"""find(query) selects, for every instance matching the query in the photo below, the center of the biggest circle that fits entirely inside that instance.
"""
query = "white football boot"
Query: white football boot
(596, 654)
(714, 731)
◇ ◇ ◇ ◇ ◇
▶ **Task prompt**:
Copy out every item above line for line, changing nothing.

▶ **Final answer**:
"""find(query) selects, for every instance matching the query in the photo below, the center of the biggest circle that fits entirely inside that instance.
"""
query = "white football boot"
Query: white football boot
(596, 654)
(714, 731)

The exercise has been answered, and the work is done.